Task details -> Which lines below fall between the one containing "Task: for each" and the one containing "positive clicks: (144, 115) (196, 136)"? Repeat them exactly, counting both of those lines, and add nothing else.

Source material ->
——————
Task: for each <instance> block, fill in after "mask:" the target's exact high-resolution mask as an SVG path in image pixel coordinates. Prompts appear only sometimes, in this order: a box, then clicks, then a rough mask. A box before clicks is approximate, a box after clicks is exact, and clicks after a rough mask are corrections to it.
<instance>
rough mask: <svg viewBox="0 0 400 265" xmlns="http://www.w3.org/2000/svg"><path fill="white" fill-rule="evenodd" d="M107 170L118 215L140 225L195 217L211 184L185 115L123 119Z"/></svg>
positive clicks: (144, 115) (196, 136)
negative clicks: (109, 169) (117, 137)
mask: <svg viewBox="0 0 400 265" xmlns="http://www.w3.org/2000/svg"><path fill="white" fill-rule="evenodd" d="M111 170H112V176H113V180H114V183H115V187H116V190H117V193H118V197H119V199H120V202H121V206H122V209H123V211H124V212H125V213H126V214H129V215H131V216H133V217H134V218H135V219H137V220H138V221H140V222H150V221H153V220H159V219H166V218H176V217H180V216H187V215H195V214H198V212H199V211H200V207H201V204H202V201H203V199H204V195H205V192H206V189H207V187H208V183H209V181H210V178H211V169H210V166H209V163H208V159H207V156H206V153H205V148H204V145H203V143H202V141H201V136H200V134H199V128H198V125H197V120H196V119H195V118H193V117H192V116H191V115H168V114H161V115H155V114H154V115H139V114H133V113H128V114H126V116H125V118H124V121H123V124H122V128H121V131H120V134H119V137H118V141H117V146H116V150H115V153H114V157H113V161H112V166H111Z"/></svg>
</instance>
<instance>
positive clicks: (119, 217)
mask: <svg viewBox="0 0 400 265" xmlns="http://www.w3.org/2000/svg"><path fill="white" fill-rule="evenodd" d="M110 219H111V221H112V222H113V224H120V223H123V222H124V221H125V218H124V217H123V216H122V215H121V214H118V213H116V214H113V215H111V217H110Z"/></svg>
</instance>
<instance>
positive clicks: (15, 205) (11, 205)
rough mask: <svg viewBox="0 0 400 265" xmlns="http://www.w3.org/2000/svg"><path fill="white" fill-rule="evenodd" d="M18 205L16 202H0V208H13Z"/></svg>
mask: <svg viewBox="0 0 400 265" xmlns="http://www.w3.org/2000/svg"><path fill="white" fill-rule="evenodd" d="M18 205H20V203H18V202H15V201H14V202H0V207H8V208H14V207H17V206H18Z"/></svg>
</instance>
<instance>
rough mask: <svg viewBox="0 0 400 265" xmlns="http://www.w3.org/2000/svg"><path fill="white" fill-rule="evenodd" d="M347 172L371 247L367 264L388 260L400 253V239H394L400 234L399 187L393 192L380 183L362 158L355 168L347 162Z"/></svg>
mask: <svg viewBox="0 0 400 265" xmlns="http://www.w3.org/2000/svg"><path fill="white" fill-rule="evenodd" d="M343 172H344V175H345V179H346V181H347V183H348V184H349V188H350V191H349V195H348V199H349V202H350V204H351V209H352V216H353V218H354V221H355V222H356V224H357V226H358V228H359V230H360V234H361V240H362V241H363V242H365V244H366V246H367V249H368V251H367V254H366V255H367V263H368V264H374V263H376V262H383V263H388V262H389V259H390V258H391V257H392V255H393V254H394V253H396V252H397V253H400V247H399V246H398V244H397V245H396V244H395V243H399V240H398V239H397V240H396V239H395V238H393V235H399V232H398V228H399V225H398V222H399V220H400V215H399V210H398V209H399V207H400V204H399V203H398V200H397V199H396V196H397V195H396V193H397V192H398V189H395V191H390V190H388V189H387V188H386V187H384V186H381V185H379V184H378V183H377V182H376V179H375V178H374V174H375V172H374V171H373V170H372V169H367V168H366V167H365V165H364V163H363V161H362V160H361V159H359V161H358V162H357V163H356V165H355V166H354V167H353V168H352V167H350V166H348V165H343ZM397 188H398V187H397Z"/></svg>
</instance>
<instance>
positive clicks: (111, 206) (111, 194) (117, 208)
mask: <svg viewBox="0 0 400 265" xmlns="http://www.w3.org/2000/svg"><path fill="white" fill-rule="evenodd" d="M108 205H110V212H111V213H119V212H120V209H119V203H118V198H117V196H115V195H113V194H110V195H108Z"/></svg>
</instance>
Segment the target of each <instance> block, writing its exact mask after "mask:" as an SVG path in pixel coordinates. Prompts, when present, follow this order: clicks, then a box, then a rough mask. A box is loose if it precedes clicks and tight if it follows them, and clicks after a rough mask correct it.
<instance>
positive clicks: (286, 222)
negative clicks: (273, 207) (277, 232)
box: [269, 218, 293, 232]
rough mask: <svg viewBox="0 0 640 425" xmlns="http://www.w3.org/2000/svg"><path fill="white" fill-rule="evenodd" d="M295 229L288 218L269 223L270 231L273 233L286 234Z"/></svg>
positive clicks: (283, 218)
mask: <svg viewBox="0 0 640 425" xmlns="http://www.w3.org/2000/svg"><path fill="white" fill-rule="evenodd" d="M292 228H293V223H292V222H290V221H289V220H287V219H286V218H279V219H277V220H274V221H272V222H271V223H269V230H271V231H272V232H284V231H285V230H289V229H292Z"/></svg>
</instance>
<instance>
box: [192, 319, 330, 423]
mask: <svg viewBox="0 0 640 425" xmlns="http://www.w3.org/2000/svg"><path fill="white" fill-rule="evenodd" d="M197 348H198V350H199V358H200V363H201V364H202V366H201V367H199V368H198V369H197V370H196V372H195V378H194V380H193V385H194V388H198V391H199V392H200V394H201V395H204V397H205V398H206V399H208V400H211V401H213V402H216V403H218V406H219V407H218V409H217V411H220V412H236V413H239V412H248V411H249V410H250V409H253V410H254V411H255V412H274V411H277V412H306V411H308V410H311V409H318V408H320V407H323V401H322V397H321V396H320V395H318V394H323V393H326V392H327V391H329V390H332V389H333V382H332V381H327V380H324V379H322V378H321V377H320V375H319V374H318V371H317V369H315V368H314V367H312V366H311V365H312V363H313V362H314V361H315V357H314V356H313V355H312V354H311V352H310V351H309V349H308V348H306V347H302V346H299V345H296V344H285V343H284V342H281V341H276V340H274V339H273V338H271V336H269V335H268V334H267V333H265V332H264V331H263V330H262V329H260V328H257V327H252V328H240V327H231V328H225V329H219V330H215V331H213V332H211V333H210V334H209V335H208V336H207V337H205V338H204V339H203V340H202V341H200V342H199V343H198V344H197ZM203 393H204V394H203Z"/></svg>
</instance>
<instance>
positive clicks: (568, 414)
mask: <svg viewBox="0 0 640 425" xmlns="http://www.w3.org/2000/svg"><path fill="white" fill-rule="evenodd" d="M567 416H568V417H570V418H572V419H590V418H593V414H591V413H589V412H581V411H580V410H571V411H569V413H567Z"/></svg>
——————
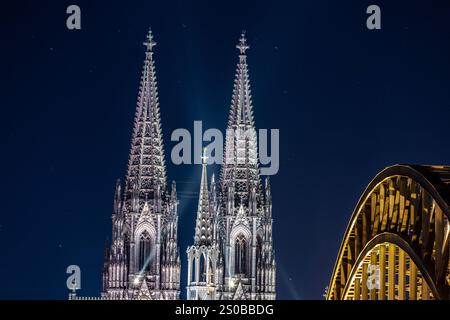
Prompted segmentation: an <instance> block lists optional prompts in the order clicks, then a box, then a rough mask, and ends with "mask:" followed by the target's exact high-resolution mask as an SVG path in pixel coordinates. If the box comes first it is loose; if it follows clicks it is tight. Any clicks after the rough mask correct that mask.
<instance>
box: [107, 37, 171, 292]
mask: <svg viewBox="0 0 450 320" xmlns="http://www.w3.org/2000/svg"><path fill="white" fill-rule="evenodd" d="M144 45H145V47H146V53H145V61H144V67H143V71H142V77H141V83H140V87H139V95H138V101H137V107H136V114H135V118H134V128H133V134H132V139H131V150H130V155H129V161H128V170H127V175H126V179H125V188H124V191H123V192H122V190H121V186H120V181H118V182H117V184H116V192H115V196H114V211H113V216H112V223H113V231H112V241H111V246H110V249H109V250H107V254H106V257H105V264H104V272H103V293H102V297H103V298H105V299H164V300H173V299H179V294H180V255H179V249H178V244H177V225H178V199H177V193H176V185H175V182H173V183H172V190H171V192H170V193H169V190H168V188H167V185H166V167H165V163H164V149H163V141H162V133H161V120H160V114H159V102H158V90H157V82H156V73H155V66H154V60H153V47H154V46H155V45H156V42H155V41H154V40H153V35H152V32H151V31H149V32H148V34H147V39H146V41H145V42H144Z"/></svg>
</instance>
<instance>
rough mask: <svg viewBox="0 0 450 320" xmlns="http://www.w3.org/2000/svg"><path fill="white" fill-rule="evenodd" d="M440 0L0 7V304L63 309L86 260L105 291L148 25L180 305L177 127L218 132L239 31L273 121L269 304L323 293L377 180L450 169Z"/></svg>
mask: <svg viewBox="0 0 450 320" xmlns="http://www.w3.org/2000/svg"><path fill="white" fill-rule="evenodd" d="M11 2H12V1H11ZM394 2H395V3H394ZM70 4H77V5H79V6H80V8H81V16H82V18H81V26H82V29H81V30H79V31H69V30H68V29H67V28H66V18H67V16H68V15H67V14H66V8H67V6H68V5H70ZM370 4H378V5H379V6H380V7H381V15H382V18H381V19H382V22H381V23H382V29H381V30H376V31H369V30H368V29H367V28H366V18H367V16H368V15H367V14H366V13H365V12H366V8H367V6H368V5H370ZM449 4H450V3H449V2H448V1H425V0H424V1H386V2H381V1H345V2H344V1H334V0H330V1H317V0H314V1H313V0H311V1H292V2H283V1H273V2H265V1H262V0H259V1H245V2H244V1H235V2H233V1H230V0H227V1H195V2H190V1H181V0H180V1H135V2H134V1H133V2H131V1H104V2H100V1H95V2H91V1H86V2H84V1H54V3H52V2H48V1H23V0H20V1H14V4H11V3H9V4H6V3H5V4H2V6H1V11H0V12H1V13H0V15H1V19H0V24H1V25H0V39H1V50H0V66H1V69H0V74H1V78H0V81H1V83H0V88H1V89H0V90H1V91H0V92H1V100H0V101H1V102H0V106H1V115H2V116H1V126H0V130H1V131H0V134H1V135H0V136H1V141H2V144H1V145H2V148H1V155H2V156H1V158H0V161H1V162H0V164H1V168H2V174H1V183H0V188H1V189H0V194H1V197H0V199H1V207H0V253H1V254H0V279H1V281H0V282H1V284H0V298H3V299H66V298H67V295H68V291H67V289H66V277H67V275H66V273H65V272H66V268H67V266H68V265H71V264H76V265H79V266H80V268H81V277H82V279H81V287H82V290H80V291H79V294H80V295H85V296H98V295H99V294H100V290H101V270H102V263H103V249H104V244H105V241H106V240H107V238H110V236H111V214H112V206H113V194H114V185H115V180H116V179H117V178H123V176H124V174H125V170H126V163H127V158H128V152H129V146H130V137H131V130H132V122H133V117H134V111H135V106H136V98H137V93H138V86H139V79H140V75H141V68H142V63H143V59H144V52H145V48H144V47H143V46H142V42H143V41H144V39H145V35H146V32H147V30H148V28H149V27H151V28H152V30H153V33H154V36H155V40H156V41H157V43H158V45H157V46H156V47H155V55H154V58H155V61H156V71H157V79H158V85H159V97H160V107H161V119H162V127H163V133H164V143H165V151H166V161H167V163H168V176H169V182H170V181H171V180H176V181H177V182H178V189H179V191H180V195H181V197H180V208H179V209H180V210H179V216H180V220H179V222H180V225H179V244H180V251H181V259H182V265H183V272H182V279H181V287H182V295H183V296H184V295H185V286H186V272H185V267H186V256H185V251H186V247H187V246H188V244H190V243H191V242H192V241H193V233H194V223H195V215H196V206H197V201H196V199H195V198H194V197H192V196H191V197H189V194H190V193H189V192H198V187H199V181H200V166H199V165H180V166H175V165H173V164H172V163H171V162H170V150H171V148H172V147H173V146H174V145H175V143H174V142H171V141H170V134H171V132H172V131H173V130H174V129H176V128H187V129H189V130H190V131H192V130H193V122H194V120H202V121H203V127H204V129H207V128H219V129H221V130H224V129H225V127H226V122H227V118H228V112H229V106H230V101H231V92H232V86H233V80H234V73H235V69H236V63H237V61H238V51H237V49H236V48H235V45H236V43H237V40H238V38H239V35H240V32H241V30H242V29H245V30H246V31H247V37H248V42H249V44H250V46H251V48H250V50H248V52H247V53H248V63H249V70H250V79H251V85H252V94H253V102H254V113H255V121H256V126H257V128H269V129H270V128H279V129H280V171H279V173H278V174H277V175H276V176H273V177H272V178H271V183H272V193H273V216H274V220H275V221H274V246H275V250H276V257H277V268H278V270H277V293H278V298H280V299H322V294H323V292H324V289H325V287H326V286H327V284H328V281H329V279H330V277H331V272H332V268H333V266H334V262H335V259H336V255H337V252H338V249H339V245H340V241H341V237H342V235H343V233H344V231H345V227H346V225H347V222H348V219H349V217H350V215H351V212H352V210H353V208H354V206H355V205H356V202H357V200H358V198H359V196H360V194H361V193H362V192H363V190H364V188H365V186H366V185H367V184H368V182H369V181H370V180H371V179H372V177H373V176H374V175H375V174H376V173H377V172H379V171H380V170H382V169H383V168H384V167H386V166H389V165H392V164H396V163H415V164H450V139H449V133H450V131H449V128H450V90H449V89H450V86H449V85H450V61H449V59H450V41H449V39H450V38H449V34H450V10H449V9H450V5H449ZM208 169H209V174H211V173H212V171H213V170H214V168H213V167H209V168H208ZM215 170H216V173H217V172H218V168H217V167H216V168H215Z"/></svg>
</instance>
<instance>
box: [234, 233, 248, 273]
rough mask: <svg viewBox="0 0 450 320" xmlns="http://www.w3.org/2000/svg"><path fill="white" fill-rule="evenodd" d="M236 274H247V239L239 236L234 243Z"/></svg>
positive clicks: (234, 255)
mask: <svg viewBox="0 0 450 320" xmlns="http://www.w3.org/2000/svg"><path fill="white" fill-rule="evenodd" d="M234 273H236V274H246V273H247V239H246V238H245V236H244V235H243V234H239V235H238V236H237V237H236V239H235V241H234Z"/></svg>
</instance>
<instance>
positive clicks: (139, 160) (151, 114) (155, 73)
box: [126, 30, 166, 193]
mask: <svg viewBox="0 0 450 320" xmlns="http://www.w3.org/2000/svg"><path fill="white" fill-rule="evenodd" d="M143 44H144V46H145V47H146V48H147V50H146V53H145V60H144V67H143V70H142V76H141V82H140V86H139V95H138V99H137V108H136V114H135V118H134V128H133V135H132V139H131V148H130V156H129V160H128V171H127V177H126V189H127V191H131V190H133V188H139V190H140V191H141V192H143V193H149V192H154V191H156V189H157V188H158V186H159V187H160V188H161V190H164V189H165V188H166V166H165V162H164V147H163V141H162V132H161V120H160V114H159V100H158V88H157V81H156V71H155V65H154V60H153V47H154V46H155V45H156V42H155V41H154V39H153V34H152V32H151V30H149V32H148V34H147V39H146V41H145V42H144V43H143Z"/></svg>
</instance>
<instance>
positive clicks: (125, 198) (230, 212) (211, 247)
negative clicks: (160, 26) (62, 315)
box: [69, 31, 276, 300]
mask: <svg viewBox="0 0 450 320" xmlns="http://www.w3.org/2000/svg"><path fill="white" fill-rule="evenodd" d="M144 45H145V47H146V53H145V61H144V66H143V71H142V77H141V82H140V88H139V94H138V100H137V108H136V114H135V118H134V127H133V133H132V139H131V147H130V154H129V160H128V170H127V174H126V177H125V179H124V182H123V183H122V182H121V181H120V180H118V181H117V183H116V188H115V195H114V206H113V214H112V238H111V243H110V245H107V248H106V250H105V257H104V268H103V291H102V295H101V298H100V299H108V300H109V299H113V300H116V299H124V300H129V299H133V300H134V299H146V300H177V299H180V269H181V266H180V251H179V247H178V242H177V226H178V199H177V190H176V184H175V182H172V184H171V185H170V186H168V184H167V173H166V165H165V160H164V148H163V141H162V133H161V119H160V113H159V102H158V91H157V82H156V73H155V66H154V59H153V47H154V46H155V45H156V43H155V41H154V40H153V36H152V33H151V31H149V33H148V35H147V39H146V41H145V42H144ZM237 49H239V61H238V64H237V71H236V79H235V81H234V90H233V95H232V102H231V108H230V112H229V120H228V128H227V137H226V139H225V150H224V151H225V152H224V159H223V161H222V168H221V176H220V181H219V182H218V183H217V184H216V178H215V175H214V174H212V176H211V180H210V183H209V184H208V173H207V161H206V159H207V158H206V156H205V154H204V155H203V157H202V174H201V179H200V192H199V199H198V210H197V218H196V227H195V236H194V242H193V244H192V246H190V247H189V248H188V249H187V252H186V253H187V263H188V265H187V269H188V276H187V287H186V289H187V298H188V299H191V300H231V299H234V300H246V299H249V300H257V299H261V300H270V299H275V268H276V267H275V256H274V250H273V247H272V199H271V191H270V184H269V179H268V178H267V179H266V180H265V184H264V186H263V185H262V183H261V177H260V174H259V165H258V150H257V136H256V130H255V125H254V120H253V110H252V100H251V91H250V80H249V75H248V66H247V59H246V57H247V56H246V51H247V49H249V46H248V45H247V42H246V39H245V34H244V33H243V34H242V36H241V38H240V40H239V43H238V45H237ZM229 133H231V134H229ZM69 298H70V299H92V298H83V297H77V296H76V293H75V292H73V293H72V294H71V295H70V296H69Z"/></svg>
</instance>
——————
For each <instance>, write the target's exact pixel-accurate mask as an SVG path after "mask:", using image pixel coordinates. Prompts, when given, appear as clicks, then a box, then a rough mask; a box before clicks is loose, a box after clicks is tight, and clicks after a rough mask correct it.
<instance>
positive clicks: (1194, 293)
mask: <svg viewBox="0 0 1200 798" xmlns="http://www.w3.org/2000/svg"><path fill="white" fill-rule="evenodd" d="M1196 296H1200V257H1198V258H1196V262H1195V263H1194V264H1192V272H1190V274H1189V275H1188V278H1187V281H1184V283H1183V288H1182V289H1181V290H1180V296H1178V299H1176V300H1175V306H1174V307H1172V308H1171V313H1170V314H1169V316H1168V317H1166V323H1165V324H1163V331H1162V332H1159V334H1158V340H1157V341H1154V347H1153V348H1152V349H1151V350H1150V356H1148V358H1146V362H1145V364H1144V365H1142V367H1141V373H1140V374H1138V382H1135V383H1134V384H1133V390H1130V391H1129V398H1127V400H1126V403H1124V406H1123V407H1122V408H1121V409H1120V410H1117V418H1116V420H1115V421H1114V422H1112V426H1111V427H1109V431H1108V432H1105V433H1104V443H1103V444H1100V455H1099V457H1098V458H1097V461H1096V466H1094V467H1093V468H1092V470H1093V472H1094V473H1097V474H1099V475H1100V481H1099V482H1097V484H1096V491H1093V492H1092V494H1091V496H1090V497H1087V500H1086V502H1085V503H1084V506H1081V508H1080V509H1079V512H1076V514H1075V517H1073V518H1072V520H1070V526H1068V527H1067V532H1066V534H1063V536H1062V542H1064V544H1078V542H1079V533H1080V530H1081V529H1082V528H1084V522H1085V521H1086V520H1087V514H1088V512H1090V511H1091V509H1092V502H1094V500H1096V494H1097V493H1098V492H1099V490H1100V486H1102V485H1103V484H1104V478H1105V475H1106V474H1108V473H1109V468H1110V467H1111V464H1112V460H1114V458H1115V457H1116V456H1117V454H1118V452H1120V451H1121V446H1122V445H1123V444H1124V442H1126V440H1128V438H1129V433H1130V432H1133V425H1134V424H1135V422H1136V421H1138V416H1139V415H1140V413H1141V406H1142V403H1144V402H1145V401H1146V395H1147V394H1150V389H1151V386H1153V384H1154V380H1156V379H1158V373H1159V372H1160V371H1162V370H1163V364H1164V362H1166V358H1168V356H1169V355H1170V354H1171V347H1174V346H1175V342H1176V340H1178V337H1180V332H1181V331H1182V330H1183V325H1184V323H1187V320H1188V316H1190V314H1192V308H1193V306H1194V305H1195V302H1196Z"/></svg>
——————
Solution below ->
Task: for each <instance> block, fill in after "mask:" the target's exact high-resolution mask as an SVG path in image pixel coordinates. Prompts appear only sometimes, in this order: a box, then clicks, then a rough mask. A box before clicks is approximate, a box after clicks is exact, and clicks after a rough mask are corrections to it.
<instance>
rough mask: <svg viewBox="0 0 400 265" xmlns="http://www.w3.org/2000/svg"><path fill="white" fill-rule="evenodd" d="M107 170L118 215L140 225L195 217L211 184L185 115L123 119Z"/></svg>
positive clicks: (144, 115) (196, 136)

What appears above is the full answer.